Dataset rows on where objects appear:

+===+

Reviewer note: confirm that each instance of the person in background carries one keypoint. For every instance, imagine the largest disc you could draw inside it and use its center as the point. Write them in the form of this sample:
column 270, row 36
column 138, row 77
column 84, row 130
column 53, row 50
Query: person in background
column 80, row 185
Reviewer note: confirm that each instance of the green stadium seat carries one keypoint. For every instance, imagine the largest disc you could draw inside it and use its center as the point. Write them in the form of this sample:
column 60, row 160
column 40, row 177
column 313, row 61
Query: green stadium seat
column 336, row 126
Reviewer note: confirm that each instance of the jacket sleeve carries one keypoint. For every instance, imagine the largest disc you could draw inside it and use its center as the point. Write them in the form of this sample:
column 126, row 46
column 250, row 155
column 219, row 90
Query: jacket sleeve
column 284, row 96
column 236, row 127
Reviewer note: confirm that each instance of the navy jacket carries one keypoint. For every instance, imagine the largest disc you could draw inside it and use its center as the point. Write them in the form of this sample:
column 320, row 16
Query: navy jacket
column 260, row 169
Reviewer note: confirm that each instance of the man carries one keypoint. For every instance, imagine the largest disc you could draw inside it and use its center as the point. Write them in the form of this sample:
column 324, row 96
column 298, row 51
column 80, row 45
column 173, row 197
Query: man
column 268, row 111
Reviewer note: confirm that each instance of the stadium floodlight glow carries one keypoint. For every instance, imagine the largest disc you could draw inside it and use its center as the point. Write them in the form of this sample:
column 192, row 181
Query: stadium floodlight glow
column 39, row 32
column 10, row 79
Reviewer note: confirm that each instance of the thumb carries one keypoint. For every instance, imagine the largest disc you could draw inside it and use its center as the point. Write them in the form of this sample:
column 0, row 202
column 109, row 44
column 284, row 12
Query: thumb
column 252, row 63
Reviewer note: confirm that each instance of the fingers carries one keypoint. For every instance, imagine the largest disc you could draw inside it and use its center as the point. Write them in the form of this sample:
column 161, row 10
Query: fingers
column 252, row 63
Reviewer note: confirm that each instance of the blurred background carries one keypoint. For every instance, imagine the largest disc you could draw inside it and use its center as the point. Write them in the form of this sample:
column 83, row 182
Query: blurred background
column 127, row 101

+===+

Work required: Print out all the entries precisely as written.

Reply:
Reviewer note: confirm that each instance of the person in background carries one keypoint. For every instance, imagine the largest disc you could draw inside it and use its center as the point. Write them in the form of this sample:
column 270, row 36
column 138, row 77
column 84, row 130
column 53, row 50
Query: person in background
column 80, row 185
Reviewer note: confirm that each instance of the green stadium seat carries one keypoint. For every instance, imagine the largest disc you could draw inside it and use its center as the point. Write them in the form of this sample:
column 60, row 160
column 40, row 177
column 313, row 61
Query: green stadium seat
column 336, row 126
Reviewer note: confirm that each instance of the jacket sleeve carries one keypoint. For every instance, imagine the largest disc you could draw inside it and use its center as the point. Write them in the form of this sample:
column 126, row 46
column 250, row 155
column 219, row 90
Query: jacket sleeve
column 284, row 96
column 236, row 127
Reviewer note: confirm that each instance of the navy jacket carries one keypoint. For every instance, imagine the largest disc you could draw inside it and use its center as the point. Write them in the form of this sample:
column 320, row 16
Query: navy jacket
column 260, row 169
Reviewer note: confirm that each instance of the man carries one keypoint. For every instance, imagine the largest disc you could draw inside it and use its center as the point. Write them in the form of this sample:
column 324, row 96
column 298, row 51
column 80, row 45
column 173, row 197
Query: man
column 268, row 111
Reviewer note: confirm that each instance of the stadium floodlight glow carries one keypoint. For every instance, imagine the largest disc you could draw inside it and use its center as the point. Write them in the form of this sample:
column 192, row 181
Query: stadium floodlight glow
column 39, row 32
column 10, row 79
Reviewer note: confirm that each instance of the thumb carries one keypoint. For every instance, imagine the largest disc you could draw inside it and use its center as the point. Write them in the form of this sample:
column 0, row 202
column 109, row 44
column 284, row 12
Query: thumb
column 252, row 63
Reviewer note: confirm that each instance of the fingers carries one keypoint. For every instance, imagine the largest disc you could draw inside it and use its center as the point. Write them in the form of this sample:
column 161, row 10
Query: fingers
column 252, row 63
Reviewer note: confirm that each instance of the blurred background carries one keypoint. For every instance, imagine the largest disc you could draw inside it and use its center as the point. Write them in the form of this sample:
column 83, row 182
Query: blurred background
column 127, row 101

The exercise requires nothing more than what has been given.